Work instructions:
According to the roundup of counterculture books below, in what year did Tom Forçade found High Times?

Passage to read:
___

It was a great year for counterculture and drug-related books. Here are 12 of them.
• Agents of Chaos: Thomas King Forçade, High Times and the Paranoid End of the '70s
By Sean Howe
High Times finally has a biography. Tom Forçade founded the magazine in 1974, five years after arriving in New York from Arizona as the self-professed king of the underground press. He ran with Abbie Hoffman, Jerry Rubin and the Yippies, then turned his back on them. He believed in revolutionary politics but was so deranged even Hunter S. Thompson said Forcade was too wild for him. Both loved guns, but Forçade hid behind pseudonyms in a clergy outfit so as to remain mysterious and inscrutable. High Times was his one big idea that stuck; everything else like shooting a film about the Sex Pistols' only tour of America pretty much was a bust. But oh what a magazine the staff produced in the '70s while Forçade was smuggling weed and involved in other adventures. He fired the staff once en masse, then hired them right back the next day. Forçade's stamp on the company he started, Trans High Corporation, lived on long past his death by suicide in 1978. Was he a double agent? Howe wonders but can't prove it. It's all part of the paranoid end of the '70s.
• Cannabis Terminology Style Guide
By Oaksterdam University
After reading this definitve guide to cannabis words and terms, you'll never say marijuana or pot again. According to the editors, marijuana is "scientifically inaccurate" and pot is a slang term "almost always used in a deragatory way to refer to cannabis flowers." Weed is not even in the book. There are 92 entries, from adult use to whole plant.
By Catherine Hiller
For her next act after Just Say Yes: A Marijuana Memoir, Hiller returned to the fiction format. Cybil, who's in her 50s and 60s in the story, has an active sex life. For her, affairs with men are the spice of life. We follow Cybil as she bonds with one of her partners, yet continues to look for love elsewhere at the same time. She has no remorse, just experiences. Pot plays a role but it's just part of the adventurous behavior of a really chill MILF.
• Energy Follows Thought: The Stories Behind My Songs
By Willie Nelson
Nelson has songs, lots of them, so many that he wrote a book about them with frequent collaborator David Ritz and harmonica player Mickey Raphael. It's a coffee-table style hardcover with black & white photos throughout its 400 pages. I immedately searched for "Me and Paul" on page 86 in the "Yesterday's Wine" chapter. Lyrics are on he left-hand page and a story about it on the right ("One thing is certain: I never could have made it without Paul by my side"). In the pages on "Where Do You Stand?" we learn it was about Gatewood Galbraith, a hemp activist who several times in the early-'90s ran for the governor of Kentucky, which Nelson supported. Nelson says about the live recording of "Superman" with Snoop Dogg in Amsterdam: "We had so much fun we decided to do it live on The David Letterman Show. We had another blast." However, his other weed song, "Roll Me Up (And Smoke Me) When I Die)," is not included.

___

Listing:

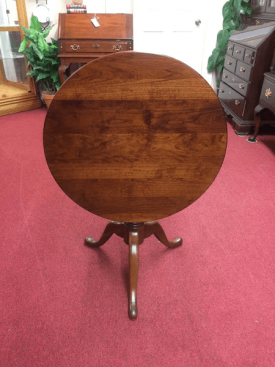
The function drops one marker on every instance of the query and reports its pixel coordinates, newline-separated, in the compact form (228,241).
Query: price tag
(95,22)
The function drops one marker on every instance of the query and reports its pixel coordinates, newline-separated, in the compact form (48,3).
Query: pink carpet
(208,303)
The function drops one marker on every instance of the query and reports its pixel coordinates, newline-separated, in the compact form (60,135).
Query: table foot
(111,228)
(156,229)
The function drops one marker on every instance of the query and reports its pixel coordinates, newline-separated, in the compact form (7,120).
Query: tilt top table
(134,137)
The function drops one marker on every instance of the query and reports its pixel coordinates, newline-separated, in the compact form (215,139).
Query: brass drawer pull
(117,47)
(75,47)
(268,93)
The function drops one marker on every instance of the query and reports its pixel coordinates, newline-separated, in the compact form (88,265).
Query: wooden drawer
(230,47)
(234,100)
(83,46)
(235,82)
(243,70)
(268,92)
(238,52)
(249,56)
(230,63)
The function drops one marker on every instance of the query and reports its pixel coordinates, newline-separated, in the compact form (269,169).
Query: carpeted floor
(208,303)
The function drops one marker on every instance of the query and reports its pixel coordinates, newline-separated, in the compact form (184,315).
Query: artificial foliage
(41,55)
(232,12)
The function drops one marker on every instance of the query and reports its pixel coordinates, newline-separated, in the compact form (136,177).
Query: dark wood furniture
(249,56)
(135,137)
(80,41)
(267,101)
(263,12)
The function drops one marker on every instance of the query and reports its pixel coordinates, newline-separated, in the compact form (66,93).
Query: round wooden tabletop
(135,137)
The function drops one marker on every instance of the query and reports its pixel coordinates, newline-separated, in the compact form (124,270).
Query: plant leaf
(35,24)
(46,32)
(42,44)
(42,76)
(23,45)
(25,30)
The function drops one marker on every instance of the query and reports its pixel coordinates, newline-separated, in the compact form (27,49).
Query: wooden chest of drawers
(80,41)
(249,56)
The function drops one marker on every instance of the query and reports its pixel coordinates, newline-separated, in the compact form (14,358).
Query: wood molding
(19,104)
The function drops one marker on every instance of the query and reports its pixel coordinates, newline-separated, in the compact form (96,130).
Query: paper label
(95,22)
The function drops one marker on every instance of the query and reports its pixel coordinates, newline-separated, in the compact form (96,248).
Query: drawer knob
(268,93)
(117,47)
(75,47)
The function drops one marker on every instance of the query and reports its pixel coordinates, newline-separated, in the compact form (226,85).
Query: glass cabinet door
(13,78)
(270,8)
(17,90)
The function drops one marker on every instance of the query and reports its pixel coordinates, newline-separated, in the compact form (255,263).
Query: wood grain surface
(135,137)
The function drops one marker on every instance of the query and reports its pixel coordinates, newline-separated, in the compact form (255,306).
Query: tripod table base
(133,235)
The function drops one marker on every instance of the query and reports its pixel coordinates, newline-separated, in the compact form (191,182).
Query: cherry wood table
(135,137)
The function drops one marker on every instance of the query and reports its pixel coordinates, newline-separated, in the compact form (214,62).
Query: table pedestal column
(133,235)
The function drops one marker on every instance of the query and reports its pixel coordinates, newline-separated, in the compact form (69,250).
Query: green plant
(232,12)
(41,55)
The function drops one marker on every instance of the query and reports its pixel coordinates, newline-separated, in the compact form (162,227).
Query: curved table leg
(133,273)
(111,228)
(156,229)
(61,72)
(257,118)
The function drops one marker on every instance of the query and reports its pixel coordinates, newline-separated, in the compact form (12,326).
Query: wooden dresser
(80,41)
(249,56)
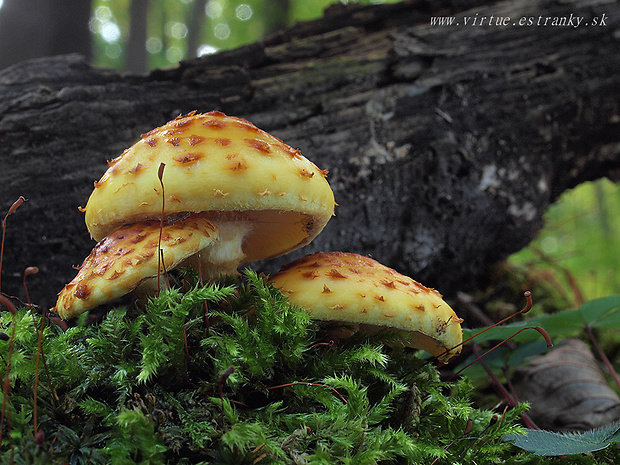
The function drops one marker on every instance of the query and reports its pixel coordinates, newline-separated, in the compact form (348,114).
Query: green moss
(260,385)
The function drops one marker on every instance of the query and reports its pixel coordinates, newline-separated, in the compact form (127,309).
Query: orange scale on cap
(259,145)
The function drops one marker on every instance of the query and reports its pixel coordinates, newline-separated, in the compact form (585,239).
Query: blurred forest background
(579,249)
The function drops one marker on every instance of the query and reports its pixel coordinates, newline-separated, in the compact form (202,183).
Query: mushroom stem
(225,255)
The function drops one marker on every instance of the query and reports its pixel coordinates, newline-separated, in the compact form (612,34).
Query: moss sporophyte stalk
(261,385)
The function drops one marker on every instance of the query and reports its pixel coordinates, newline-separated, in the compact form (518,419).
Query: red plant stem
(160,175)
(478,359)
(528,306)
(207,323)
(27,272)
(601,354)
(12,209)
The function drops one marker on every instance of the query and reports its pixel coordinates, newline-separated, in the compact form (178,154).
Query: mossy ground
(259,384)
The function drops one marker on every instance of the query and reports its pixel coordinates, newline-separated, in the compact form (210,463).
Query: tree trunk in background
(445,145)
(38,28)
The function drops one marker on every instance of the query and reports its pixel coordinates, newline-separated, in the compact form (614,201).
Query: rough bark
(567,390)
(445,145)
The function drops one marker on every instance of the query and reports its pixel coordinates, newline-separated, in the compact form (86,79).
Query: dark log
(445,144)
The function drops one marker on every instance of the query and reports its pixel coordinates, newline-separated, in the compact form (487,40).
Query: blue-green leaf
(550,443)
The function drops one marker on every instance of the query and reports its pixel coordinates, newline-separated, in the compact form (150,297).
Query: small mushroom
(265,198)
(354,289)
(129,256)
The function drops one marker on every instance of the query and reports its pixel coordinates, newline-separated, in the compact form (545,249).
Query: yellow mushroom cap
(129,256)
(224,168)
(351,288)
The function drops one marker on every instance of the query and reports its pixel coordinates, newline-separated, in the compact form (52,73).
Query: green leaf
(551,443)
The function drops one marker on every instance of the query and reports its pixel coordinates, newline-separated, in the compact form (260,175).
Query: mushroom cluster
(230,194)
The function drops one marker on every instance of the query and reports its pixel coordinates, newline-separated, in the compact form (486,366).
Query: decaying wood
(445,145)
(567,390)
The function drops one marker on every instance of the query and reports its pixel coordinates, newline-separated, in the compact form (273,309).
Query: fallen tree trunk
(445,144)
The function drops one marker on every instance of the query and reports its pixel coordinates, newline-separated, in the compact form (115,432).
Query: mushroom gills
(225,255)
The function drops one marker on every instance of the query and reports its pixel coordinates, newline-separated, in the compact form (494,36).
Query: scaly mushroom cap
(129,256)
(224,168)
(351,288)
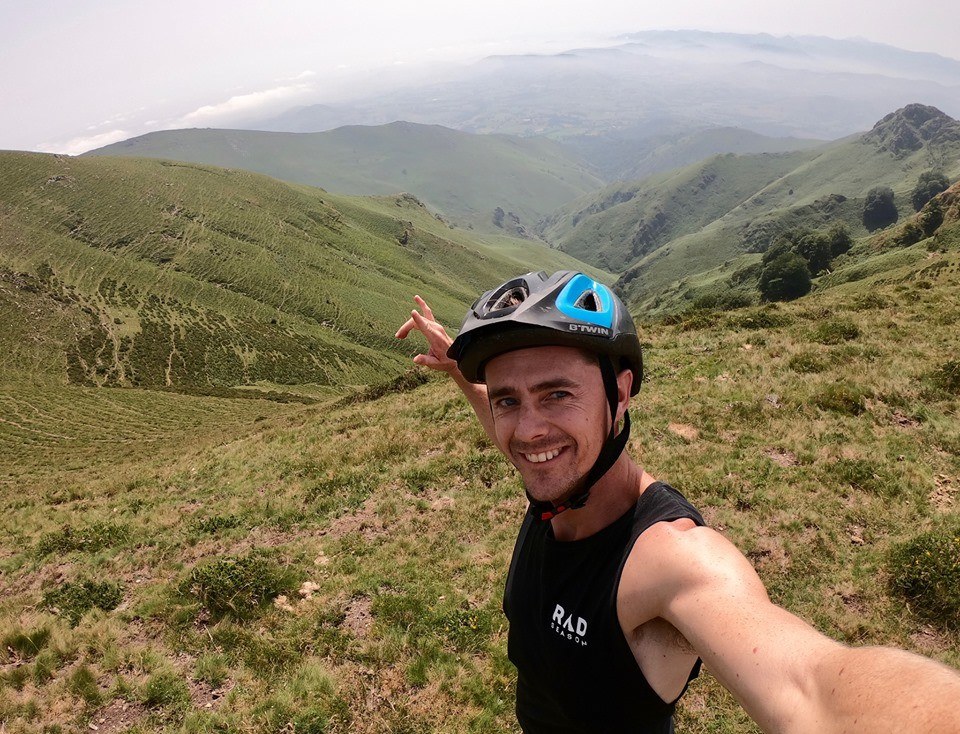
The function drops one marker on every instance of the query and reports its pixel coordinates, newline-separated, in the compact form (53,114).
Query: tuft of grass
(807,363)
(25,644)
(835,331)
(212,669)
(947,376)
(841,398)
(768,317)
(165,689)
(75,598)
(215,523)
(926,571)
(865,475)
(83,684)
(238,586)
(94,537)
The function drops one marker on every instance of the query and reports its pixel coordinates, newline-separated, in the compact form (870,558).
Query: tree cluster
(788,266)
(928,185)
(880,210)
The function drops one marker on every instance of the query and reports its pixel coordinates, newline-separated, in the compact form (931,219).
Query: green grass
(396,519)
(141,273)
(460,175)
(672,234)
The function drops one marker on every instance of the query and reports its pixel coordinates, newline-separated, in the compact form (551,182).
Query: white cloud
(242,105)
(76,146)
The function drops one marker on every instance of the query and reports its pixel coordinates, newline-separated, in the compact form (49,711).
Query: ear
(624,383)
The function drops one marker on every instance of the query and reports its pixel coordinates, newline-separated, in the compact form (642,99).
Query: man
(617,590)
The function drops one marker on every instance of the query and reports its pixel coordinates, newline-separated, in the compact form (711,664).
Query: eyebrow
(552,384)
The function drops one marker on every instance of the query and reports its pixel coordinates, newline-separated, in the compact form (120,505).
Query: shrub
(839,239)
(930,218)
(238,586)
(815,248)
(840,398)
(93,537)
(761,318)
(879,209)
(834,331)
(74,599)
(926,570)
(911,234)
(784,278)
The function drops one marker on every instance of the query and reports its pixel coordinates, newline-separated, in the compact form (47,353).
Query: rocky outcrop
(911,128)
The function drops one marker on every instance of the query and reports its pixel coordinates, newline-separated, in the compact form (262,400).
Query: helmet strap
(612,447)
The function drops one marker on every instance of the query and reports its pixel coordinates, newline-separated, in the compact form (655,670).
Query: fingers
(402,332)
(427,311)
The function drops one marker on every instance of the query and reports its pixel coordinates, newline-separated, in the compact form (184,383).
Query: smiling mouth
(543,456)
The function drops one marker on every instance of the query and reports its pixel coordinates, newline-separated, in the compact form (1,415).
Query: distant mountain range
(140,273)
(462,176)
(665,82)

___

Written reply:
1974